▶ **EXERCISE OBJECTIVE**:
Render the lines below as a Markdown table with the columns No. and Text, starting with the line that contains "Challenge round — find the purple" and going on through the last of the rows, with blank lines left out.

▶ **GIVEN RECORDS**:
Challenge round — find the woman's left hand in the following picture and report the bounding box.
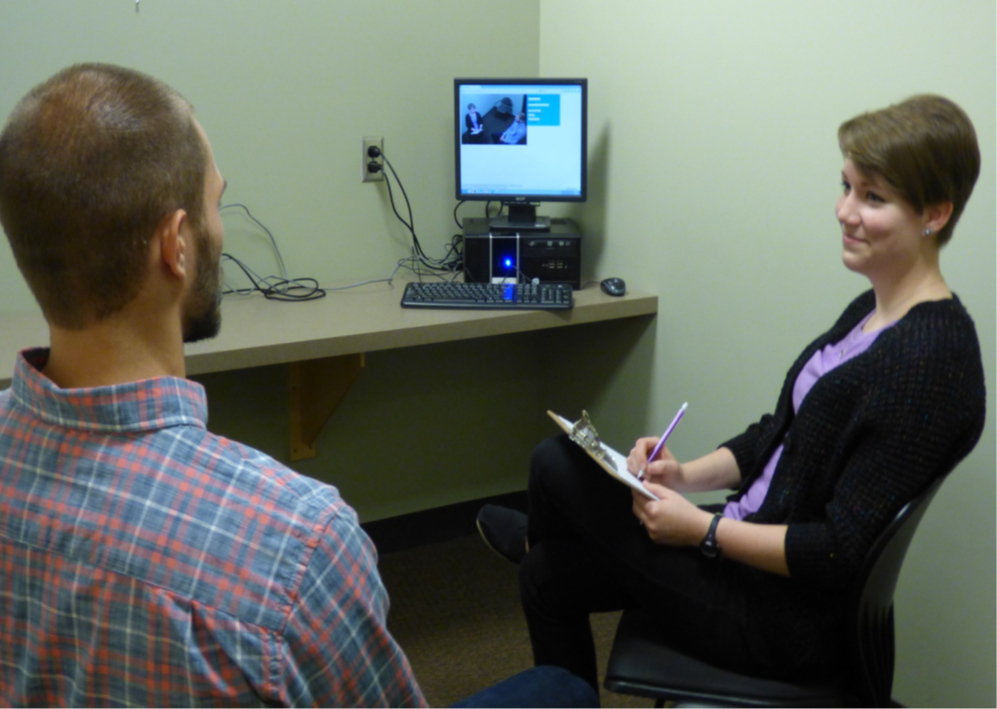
[633,482,713,546]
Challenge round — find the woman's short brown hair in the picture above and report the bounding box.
[0,64,208,329]
[838,94,980,246]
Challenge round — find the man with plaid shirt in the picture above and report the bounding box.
[0,65,425,707]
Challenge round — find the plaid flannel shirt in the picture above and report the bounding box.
[0,349,425,707]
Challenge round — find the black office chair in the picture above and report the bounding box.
[605,476,945,709]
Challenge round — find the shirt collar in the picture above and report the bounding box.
[11,348,208,433]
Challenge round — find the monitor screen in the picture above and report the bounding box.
[454,79,588,221]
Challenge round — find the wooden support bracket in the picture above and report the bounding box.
[288,352,365,461]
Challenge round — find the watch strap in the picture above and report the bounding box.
[699,512,723,559]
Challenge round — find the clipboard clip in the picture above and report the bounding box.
[568,409,616,470]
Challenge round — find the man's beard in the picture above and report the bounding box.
[183,225,222,343]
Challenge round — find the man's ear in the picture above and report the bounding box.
[157,209,189,279]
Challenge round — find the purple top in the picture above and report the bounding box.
[724,313,892,519]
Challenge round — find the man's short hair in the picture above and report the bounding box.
[838,94,980,246]
[0,64,208,329]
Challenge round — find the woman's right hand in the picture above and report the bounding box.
[627,436,683,490]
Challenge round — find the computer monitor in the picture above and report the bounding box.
[454,79,588,230]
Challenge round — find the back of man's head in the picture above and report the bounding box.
[0,64,207,329]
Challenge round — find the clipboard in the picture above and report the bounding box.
[547,409,659,500]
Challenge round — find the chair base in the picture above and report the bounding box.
[605,610,858,709]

▶ **TASK SOLUTION**:
| No. | Text |
|---|---|
| 1 | Challenge round — find the purple top in the picture above and report the bounding box. |
| 2 | [724,313,892,519] |
| 3 | Challenge round — find the man's short hair in the picture above and report the bounding box. |
| 4 | [838,94,980,246] |
| 5 | [0,64,208,329] |
| 6 | Challenge round — find the woman's right hand in the picture above and report the bounding box. |
| 7 | [627,436,683,490] |
| 8 | Challenge round — find the computer monitor in the picture above and report the bounding box. |
| 9 | [454,79,588,230] |
| 10 | Challenge round — find the back of man's head in the picture above and report the bounding box. |
| 11 | [0,64,207,329] |
| 12 | Challenge round — find the clipboard in the picture above and report the bounding box. |
| 13 | [547,409,659,500] |
| 14 | Challenge round — find the chair base in the picture above and report the bounding box. |
| 15 | [605,610,858,709] |